__Texto de leitura__.
--*--
Mas, então, o que explica o fato de mesmo após de tantas conquistas e leis tais preconceitos e atos intolerantes permanecerem? Em minha opinião a religião é um fator preponderante. Nesta nova etapa da vida humana, século XXI, potencializada pela mais perversa delas, a religião do capital. Essa, nos dias de hoje definem o fascismo moderno, acentuado nesses anos de globalização neoliberal, cujos alicerces se sustentam no individualismo, no egoísmo e na ganância.

O mesmo capital que se torna a causa que motiva guerras religiosas, seja na disputa por territórios sagrados, de enorme riqueza mineral, ou pela ferrenha disputa pelos dízimos de milhões de ingênuos seguidores de pretensos apóstolos divinos. A religião do capital impregnou a sociedade e fez aumentar a intolerância religiosa, porque quanto mais a disputa pelo dinheiro seja o fator primordial, mas se tem a necessidade de defendê-lo e ampliar constantemente a possibilidade de maiores ganhos.
--*--
Copie do texto sobre intolerância religiosa o trecho que começa em "O mesmo capital" e segue até "de maiores ganhos.".

Itens de dados
--*--
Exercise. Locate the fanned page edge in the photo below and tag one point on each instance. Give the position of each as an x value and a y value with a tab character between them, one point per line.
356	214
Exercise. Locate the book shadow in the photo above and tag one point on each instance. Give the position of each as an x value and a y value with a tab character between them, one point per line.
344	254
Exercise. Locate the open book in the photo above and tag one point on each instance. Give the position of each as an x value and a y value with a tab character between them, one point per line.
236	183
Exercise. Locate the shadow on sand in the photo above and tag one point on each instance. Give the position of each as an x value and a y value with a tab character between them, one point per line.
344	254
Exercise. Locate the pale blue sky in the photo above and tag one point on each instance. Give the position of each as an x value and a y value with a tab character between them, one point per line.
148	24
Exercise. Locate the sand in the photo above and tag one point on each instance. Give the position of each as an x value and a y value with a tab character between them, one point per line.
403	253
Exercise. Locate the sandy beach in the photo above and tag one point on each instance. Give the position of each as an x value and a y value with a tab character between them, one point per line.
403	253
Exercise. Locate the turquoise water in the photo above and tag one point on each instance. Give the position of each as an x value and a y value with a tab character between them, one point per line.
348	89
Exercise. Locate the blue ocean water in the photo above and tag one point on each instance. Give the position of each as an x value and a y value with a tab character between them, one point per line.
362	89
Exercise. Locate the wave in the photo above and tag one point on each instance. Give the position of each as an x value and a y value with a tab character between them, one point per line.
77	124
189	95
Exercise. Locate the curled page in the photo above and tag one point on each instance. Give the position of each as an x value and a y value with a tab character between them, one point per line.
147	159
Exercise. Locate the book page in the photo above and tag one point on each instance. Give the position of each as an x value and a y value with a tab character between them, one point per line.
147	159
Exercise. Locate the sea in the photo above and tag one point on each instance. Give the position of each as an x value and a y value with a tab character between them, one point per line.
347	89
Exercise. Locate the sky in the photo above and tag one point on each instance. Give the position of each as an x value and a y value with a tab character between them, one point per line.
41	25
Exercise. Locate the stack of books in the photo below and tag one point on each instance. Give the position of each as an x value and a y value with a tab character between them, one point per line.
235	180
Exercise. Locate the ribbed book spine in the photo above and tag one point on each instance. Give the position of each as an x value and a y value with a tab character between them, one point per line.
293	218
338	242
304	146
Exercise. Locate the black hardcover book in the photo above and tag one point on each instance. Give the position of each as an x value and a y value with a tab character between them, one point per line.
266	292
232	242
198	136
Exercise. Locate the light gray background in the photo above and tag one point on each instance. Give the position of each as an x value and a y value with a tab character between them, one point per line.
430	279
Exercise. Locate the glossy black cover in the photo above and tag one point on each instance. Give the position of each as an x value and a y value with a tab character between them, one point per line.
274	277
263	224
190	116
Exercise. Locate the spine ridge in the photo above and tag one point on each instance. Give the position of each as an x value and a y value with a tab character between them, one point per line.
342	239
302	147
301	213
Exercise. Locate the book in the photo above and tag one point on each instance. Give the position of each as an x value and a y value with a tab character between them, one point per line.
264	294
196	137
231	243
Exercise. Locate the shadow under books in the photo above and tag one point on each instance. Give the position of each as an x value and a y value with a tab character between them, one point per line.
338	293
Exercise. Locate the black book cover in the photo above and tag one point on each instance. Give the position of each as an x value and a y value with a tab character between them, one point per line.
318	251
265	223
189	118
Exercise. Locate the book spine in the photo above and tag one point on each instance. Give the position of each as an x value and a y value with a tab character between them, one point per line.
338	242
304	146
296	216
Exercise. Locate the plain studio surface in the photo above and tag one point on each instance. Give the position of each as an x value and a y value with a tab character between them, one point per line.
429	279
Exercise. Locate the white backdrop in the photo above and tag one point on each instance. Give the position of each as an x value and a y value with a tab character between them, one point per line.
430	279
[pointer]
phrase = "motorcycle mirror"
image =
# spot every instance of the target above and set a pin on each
--*--
__Exercício concluído__.
O mesmo capital que se torna a causa que motiva guerras religiosas, seja na disputa por territórios sagrados, de enorme riqueza mineral, ou pela ferrenha disputa pelos dízimos de milhões de ingênuos seguidores de pretensos apóstolos divinos. A religião do capital impregnou a sociedade e fez aumentar a intolerância religiosa, porque quanto mais a disputa pelo dinheiro seja o fator primordial, mas se tem a necessidade de defendê-lo e ampliar constantemente a possibilidade de maiores ganhos.